WHAT TO PRODUCE –
Extract the data verbatim from its start through the line containing "M 324 205 L", including both ends and omitting the pictures.

MATERIAL SUPPLIED –
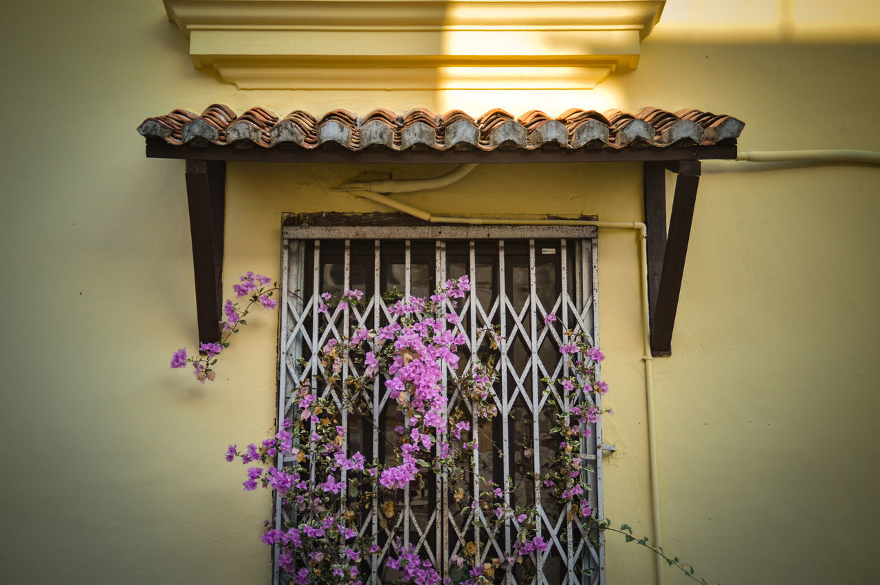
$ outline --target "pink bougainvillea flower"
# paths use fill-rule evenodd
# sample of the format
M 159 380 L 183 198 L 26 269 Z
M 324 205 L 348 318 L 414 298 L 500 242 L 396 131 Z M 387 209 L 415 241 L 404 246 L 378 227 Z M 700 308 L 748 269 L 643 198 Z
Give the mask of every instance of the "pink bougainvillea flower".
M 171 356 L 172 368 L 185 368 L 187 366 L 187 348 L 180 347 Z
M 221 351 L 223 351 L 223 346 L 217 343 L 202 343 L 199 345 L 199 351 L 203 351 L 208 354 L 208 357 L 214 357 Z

WRITTEN SOLUTION –
$ outline --target "pink bougainvillea flower"
# paths use fill-rule evenodd
# sample of the format
M 159 380 L 183 198 L 26 269 Z
M 324 205 L 348 318 L 414 298 L 500 242 L 396 131 Z M 387 209 L 415 241 L 404 246 L 378 227 Z M 700 308 L 748 269 L 643 198 Z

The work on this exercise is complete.